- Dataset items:
Segment Open
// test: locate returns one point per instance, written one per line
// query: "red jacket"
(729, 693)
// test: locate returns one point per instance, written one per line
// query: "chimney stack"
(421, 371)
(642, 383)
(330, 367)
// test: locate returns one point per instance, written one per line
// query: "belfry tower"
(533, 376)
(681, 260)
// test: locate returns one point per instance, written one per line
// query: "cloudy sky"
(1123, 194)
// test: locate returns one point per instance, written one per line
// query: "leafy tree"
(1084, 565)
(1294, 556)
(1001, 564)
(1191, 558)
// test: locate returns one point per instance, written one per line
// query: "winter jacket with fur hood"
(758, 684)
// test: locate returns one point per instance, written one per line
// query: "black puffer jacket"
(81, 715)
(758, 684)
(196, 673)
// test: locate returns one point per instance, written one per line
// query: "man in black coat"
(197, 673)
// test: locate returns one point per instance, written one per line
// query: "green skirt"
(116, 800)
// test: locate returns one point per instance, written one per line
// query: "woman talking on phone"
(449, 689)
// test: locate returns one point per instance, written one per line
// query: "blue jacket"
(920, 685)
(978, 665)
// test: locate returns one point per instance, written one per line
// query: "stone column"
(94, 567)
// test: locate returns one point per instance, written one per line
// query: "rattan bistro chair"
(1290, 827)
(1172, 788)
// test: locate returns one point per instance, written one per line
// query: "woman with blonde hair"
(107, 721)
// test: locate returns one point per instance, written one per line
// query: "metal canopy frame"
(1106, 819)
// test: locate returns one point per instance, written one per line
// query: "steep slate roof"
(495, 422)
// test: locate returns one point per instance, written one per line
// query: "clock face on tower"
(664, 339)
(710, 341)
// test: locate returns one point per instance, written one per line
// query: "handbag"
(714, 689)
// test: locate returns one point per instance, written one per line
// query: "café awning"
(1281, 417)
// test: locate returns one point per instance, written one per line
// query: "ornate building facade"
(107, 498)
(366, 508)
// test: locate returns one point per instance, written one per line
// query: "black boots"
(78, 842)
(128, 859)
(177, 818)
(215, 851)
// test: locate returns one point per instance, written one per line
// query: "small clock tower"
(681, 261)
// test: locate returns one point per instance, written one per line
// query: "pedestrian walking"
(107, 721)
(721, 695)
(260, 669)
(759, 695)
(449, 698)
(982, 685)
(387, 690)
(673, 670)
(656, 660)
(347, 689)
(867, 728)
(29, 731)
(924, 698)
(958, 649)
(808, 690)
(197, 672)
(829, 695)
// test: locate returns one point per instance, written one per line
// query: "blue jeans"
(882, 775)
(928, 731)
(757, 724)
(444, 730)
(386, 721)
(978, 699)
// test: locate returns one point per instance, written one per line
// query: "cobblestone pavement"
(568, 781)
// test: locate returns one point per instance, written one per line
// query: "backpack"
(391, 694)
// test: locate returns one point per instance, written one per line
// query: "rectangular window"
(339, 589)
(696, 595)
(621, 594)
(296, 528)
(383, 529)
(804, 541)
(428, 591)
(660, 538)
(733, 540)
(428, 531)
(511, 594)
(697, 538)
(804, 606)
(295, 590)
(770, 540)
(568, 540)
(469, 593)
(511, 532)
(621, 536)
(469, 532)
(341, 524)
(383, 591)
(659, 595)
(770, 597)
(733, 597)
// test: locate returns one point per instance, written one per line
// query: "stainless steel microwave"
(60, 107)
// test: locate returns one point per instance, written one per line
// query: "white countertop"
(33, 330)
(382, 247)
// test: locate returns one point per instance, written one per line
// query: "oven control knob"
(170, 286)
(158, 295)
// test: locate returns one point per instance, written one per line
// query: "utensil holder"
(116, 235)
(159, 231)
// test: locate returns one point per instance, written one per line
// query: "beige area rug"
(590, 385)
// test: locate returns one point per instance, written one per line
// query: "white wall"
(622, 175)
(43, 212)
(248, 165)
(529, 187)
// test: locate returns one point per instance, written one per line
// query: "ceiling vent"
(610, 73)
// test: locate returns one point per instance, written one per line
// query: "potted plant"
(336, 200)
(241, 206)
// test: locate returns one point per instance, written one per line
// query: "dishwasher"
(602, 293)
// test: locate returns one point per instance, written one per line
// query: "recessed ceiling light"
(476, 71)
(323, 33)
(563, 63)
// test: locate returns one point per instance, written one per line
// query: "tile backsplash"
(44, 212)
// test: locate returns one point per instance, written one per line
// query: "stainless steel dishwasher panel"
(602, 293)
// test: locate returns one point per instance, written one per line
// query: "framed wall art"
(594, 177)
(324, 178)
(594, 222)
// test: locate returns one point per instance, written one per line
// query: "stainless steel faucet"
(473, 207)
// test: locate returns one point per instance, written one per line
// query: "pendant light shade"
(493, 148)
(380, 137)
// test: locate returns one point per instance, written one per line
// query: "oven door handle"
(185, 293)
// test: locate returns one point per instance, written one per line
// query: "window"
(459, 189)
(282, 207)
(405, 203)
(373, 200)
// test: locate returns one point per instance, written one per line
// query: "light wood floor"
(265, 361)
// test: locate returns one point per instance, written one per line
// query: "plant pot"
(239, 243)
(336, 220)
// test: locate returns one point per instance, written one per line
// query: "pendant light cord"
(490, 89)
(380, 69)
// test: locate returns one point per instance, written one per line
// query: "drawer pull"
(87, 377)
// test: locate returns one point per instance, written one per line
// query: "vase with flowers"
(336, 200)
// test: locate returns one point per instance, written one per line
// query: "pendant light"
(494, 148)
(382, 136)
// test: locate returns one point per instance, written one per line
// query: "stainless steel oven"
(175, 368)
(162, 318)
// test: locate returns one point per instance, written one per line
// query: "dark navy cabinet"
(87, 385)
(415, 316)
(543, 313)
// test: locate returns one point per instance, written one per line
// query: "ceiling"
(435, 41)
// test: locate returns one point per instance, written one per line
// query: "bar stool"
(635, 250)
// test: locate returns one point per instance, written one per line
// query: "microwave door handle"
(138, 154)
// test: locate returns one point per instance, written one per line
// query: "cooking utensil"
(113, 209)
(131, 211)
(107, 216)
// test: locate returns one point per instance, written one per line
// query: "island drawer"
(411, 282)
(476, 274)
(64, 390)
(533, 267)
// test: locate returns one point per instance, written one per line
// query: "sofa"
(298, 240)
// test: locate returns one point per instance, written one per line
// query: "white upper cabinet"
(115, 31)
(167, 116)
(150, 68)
Segment Closed
- Instructions to follow: Output all records exactly, with nothing added or dropped.

- Solved exercise:
// test: locate returns one point per instance, written one per line
// query: "red jacket"
(729, 693)
// test: locate returns one point per instance, written one per line
// query: "chimney stack"
(421, 371)
(642, 383)
(330, 367)
// test: locate returns one point per instance, written one per line
// query: "belfry tower"
(533, 376)
(681, 260)
// test: locate returns one point per instance, written one per line
// query: "cloudy sky"
(1123, 194)
// test: locate returns one point per instance, written one per line
// query: "leafy tree"
(1084, 565)
(1294, 556)
(1001, 564)
(1191, 558)
// test: locate returns one point per instance, written one per line
// query: "winter jacket with fur hood"
(758, 684)
// test: locate returns one point per instance, written one per line
// query: "black puffer jacket"
(81, 715)
(758, 684)
(196, 673)
// test: locate returns one point per instance, written one per line
// query: "man in black coat"
(197, 673)
// test: locate returns one point per instance, written one per line
// query: "green skirt"
(116, 800)
// test: locate returns one point per instance, written one per line
// query: "woman talking on phone"
(449, 689)
// test: locate returns one point per instance, written one per line
// query: "blue jacket"
(920, 685)
(978, 665)
// test: locate returns one point per instance, written one per line
// query: "stone column"
(94, 567)
// test: locate returns one point per instance, written one per line
// query: "rattan bistro chair"
(1290, 827)
(1172, 788)
// test: locate returns one point per instance, written one per line
// query: "woman with blonde hair"
(107, 721)
// test: locate returns one point per instance, written one per line
// query: "metal canopy frame"
(1106, 819)
// test: locate returns one point per instance, written one per line
// query: "steep slate roof"
(495, 422)
// test: locate returns one point per instance, written one per line
// query: "clock face on tower"
(664, 339)
(710, 341)
// test: locate returns one point per instance, written one per line
// query: "handbag"
(714, 689)
// test: locate returns one point per instance, written one per line
// query: "café awning"
(1281, 417)
// test: locate returns one point per instance, written one per line
// query: "ornate building facade"
(107, 498)
(366, 508)
// test: locate returns one point per instance, written one per line
// query: "black boots"
(78, 842)
(128, 859)
(177, 818)
(215, 851)
// test: locate returns one point per instance, written one per line
// query: "small clock tower"
(681, 261)
// test: locate returns one point per instance, written one per line
// query: "pedestrian walking"
(107, 721)
(721, 695)
(260, 669)
(759, 695)
(449, 698)
(982, 685)
(387, 690)
(673, 670)
(656, 660)
(347, 689)
(867, 728)
(29, 731)
(924, 698)
(958, 649)
(808, 690)
(197, 672)
(829, 695)
// test: locate returns one point per instance, written one per line
// query: "blue jeans"
(882, 775)
(928, 731)
(757, 724)
(444, 730)
(386, 721)
(978, 699)
// test: locate returns one point per instance, written one per line
// query: "cobblestone pavement"
(568, 781)
// test: locate returns one point per instance, written one per line
// query: "backpack"
(391, 694)
// test: locate returns one point per instance, written one per line
// query: "rectangular window"
(339, 589)
(696, 595)
(621, 594)
(296, 528)
(383, 529)
(804, 541)
(428, 591)
(660, 538)
(733, 540)
(428, 531)
(511, 594)
(697, 538)
(804, 606)
(295, 590)
(770, 540)
(568, 540)
(469, 593)
(511, 532)
(621, 536)
(469, 532)
(341, 524)
(383, 591)
(659, 595)
(770, 597)
(733, 597)
// test: locate returns one point per instance, written one per line
// query: "stainless steel microwave"
(60, 107)
// test: locate returns one point per instance, written one per line
// query: "white countertop"
(33, 330)
(382, 247)
// test: locate returns one point per instance, written one per line
// query: "oven control knob"
(170, 286)
(158, 295)
// test: locate returns one point per instance, written one per line
// query: "utensil holder"
(116, 235)
(159, 231)
// test: locate returns one point per instance, written one per line
// query: "beige area rug"
(590, 385)
// test: locate returns one point per instance, written one per line
// query: "white wall"
(622, 175)
(43, 212)
(248, 165)
(529, 187)
// test: locate returns one point per instance, written one per line
// query: "ceiling vent"
(610, 73)
// test: locate returns one point per instance, written one per line
// query: "potted plant"
(336, 200)
(241, 206)
// test: locate returns one point per instance, written one per line
// query: "dishwasher"
(602, 293)
// test: locate returns one point per instance, written one per line
// query: "recessed ceiling light"
(476, 71)
(323, 33)
(563, 63)
// test: locate returns one point per instance, written one per line
// query: "tile backsplash"
(44, 212)
// test: locate returns one point per instance, written one per line
// query: "stainless steel dishwasher panel"
(602, 293)
// test: locate returns one point per instance, written one per line
// query: "framed wall art"
(594, 177)
(324, 178)
(594, 222)
// test: locate returns one point per instance, written one per line
// query: "stainless steel faucet"
(473, 207)
// test: locate returns one point per instance, written one per line
// query: "pendant light shade"
(493, 148)
(380, 137)
// test: locate returns one point per instance, written one per line
// query: "oven door handle"
(185, 293)
// test: locate returns one point per instance, written one per line
// query: "window"
(459, 189)
(282, 207)
(405, 203)
(373, 200)
// test: locate returns one point per instance, written one per line
// query: "light wood floor"
(265, 361)
// test: locate returns one point per instance, written one per line
// query: "plant pot"
(239, 243)
(336, 220)
// test: locate returns one point per instance, written one per line
// query: "pendant light cord"
(490, 89)
(380, 69)
// test: locate returns one point per instance, written one per line
// query: "drawer pull"
(87, 377)
// test: locate returns one point per instance, written one per line
// query: "vase with flowers"
(336, 200)
// test: locate returns one point per instance, written one per line
// query: "pendant light"
(494, 148)
(382, 136)
// test: locate returns one point per instance, written one per line
// query: "stainless steel oven"
(175, 368)
(162, 318)
// test: locate returns one point per instance, written one per line
// query: "dark navy cabinet"
(87, 385)
(415, 316)
(543, 313)
// test: locate returns one point per instance, written one per line
// query: "ceiling"
(435, 41)
// test: locate returns one point per instance, written one per line
// query: "bar stool"
(635, 250)
// test: locate returns one point per instance, written one per line
// query: "microwave door handle"
(138, 154)
// test: locate returns one point per instance, written one per line
// query: "cooking utensil"
(113, 209)
(131, 211)
(107, 216)
// test: locate returns one point per instance, written one per line
// query: "island drawer"
(411, 282)
(476, 274)
(64, 390)
(533, 267)
// test: locate returns one point per instance, written one per line
// query: "sofa"
(298, 240)
// test: locate returns one point per instance, written one per line
// query: "white upper cabinet"
(115, 31)
(167, 116)
(150, 68)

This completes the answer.